*PROVIDED MATERIAL*.

........

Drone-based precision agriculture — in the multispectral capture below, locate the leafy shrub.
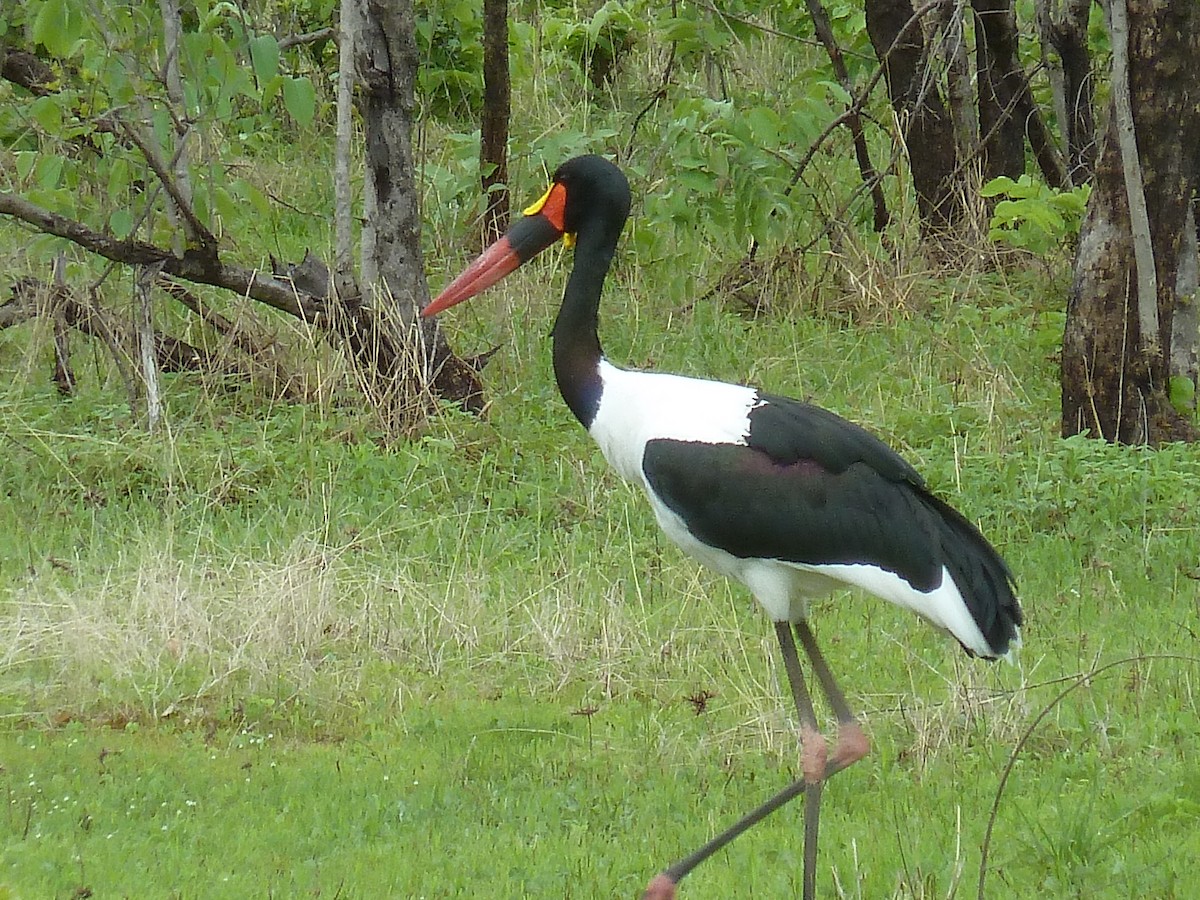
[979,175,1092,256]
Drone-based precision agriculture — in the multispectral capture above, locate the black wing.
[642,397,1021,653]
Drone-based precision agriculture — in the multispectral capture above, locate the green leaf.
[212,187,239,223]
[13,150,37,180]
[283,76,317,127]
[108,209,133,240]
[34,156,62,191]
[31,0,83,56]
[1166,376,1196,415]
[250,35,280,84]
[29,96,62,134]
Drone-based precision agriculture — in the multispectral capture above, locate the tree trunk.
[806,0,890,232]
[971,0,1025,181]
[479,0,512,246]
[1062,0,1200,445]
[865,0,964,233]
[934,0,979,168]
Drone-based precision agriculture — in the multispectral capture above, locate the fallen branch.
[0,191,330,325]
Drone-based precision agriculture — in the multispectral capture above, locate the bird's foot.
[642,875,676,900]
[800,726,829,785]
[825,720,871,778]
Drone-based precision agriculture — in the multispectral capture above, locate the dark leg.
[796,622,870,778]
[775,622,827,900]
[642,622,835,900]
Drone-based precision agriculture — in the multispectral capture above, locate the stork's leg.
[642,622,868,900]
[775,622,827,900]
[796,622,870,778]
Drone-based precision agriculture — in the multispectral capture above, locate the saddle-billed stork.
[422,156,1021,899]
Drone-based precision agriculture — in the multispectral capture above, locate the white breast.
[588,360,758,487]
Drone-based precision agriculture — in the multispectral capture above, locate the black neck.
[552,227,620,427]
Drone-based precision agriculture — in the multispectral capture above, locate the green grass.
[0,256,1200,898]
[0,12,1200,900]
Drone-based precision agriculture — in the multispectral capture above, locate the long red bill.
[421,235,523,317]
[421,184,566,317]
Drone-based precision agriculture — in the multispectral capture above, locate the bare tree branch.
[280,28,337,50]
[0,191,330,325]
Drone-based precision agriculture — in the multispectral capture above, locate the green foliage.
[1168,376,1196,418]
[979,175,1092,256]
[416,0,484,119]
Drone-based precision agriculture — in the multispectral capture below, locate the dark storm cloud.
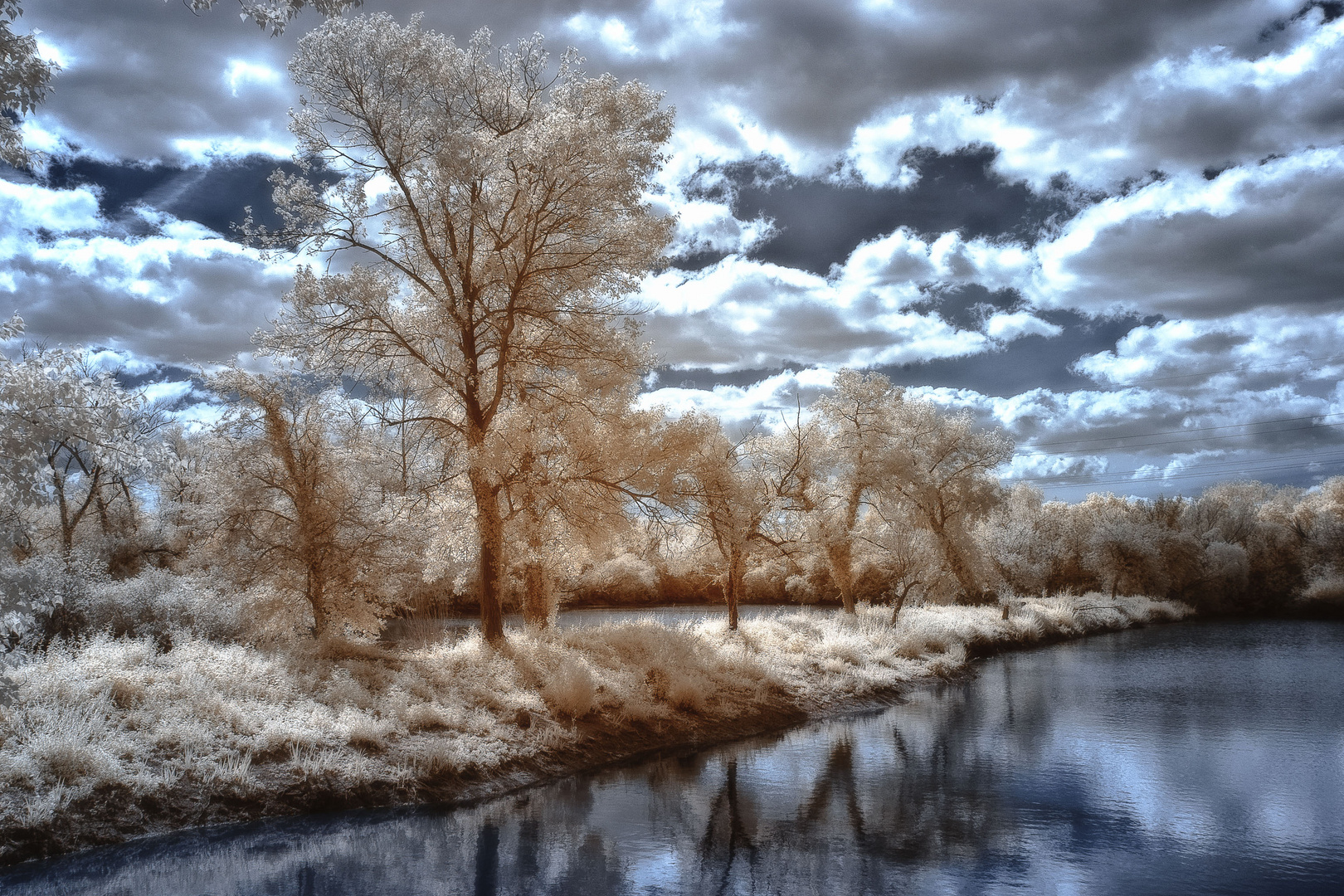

........

*EXERCISE INSTRUCTIONS*. Quote the whole listing above word for word, leaving out the pictures.

*EXERCISE OUTPUT*.
Drone-based precision agriculture — in the multispectral capture below, locate the leafy shrub.
[979,175,1092,256]
Drone-based precision agriculture — in the multispectral capture above, locate the black wing.
[642,397,1021,653]
Drone-based precision agriculture — in the multispectral capture above, locate the green leaf.
[212,187,239,223]
[13,150,37,180]
[283,76,317,127]
[108,209,133,240]
[34,156,62,191]
[31,0,83,56]
[1166,376,1196,415]
[250,35,280,84]
[29,96,62,134]
Drone-based precision agriculture — in the multispectral capture above, locate the tree trunk.
[806,0,890,232]
[971,0,1025,181]
[479,0,512,246]
[1062,0,1200,445]
[865,0,964,233]
[934,0,979,168]
Drone-based precision agriculture — in the multispectral capture above, locate the fallen branch.
[0,191,330,325]
Drone-based precision agriculture — in the multispectral capture above, locate the bird's foot.
[642,875,676,900]
[800,726,829,785]
[825,720,871,778]
Drone-based precision agriculture — in the multispectral capture above, locate the dark leg.
[796,622,870,778]
[775,622,827,900]
[642,622,835,900]
Drone-based precision agriculture — in the multispectral capture above, locate the stork's leg.
[642,622,868,900]
[775,622,827,900]
[796,622,870,778]
Drone-based precision agriculture — in the multispectral capture above, locate the saddle-billed stork.
[422,156,1021,899]
Drone-based precision agriculture — in the multispectral capture above, locate the white breast.
[588,360,758,487]
Drone-based precision agriculture — in the multispectral capture above, locate the black neck.
[552,227,620,427]
Drone-based precision agriculture — in the multispectral capture above, locate the green grass.
[0,256,1200,898]
[0,12,1200,900]
Drone-based precision agriculture — in the multispectral capture above, locate the long red bill.
[421,235,523,317]
[421,184,566,317]
Drone-based precision agriculture — in the multispectral capture above, locate the bare tree branch.
[280,28,337,50]
[0,191,330,325]
Drone-based precision agriculture — in the multispectral capture above, locate the green foliage.
[1168,376,1196,418]
[979,175,1092,256]
[416,0,484,119]
Drone-based precision agriculture — in the multispectral capture below, locate the dark storm cloud.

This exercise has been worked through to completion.